### [Исходный фрагмент]

□ □ □ □ □ □ □

Как бы то ни было, война началась, и первые ее шаги оправдывали взгляды скептиков-современников на деятельность “светлейшего”: у него количество войск и их вооружение оказались в блестящем виде больше на бумаге, чем в действительности: не хватало ни снарядов, ни провианта, ни годных для флота людей.
Из писем Потемкина при начале войны видно, какой упадок духа он испытывал и какое отчаяние им овладевало. Вызвав к жизни колоссальный греческий проект, он при самом начале осуществления этого плана стал сомневаться в его успешности. Князь хотел сдать начальство над войсками Румянцеву, командовавшему украинской армией, приехать в Петербург, удалиться от дел и жить частным человеком; доходило даже до того, что он предлагал вывести войска из Крыма и таким образом почти уступить блестящее свое приобретение Турции. Все эти душевные движения были вполне в характере князя: горячий и пылкий, он мог наметить громадный план; мог приводить его в исполнение, когда приходилось тратить колоссальные средства и жертвы безответными людьми родины, давно уже тогда привыкшей приносить их. Но неодолимое упорное препятствие, которого он был не в состоянии победить, сначала приводило его в бешенство и раздражение, а потом сменялось глубокой горестью и апатией. Тогда он мог только служить молебны и почти плакать в своих письмах к государыне. Может быть, тут уже сказывались и почтенные годы князя, которому жизнь от пресыщения могла казаться тяжелой обузой, и ничто его уже не способно было горячо занимать. Екатерине, как мы говорили, приходилось вливать бодрость духа в этого колоссального ребенка. “Оставь унылую мысль, ободри свой дух”, – пишет ему испытанный друг. После отчаянного письма “светлейшего” о страшном вреде, принесенном бурей эскадре Войновича, постройка которой стоила стольких забот наместнику и стольких жертв родине, она пишет:
“Сколько буря была вредна нам, авось либо столько же была вредна и неприятелю; неужели, что ветер дул лишь на нас?.. Ты упоминаешь о том, чтобы вывести войска из полуострова... Я надеюсь, что сие от тебя письмо было в первом движении, когда ты мыслил, что весь флот пропал... Приписываю сие чрезмерной твоей чувствительности и горячему усердию; прошу ободриться и подумать, что добрый дух и неудачу поправить может. Все сие пишу к тебе, наилучшему другу, воспитаннику моему и ученику, который иногда и более еще имеет расположения, чем я сама, но на сей случай я бодрее тебя, понеже ты болен, а я – здорова... Ни время, ни отдаленность и ничто на свете не переменят мой образ мыслей к тебе и о тебе...”

□ □ □ □ □ □ □

### [Исходные данные]
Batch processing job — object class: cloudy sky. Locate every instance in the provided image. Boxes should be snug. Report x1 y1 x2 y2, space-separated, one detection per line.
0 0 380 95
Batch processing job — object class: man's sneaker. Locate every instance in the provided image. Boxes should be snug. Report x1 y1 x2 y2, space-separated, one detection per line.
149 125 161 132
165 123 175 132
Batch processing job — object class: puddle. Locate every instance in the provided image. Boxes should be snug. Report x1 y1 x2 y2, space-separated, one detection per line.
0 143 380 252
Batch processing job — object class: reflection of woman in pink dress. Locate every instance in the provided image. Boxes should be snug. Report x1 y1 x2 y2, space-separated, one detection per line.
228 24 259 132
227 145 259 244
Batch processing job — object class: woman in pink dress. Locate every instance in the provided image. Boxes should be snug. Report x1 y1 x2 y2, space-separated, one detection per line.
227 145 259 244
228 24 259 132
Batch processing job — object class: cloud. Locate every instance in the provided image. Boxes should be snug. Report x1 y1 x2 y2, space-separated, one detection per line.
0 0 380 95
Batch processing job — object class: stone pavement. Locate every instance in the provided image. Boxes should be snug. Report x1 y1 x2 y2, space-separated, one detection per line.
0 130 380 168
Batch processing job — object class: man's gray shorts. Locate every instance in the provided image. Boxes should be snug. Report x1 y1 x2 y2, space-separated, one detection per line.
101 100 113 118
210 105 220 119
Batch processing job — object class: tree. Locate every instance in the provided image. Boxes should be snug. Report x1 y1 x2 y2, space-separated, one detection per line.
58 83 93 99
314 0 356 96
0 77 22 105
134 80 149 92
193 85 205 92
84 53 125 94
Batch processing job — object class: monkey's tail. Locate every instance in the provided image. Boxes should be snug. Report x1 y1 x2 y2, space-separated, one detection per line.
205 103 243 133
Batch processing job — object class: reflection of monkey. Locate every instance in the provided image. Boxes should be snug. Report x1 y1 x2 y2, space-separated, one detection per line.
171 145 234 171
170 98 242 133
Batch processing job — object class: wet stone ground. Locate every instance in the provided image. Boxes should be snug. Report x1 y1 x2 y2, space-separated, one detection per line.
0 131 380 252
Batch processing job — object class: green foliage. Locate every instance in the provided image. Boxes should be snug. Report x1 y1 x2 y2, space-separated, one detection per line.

□ □ □ □ □ □ □

### [Обязательные задания]
**a)** Перепишите дословно часть фрагмента о Потемкине: начните с места, где стоят слова «Как бы то ни», и остановитесь после слов «для флота людей.».
**b)** Перечислите всё, чего, согласно фрагменту о Потемкине, не хватало в начале войны.

### [Пронумерованные ответы]
**a)**
Как бы то ни было, война началась, и первые ее шаги оправдывали взгляды скептиков-современников на деятельность “светлейшего”: у него количество войск и их вооружение оказались в блестящем виде больше на бумаге, чем в действительности: не хватало ни снарядов, ни провианта, ни годных для флота людей.

**b)**
- снарядов
- провианта
- годных для флота людей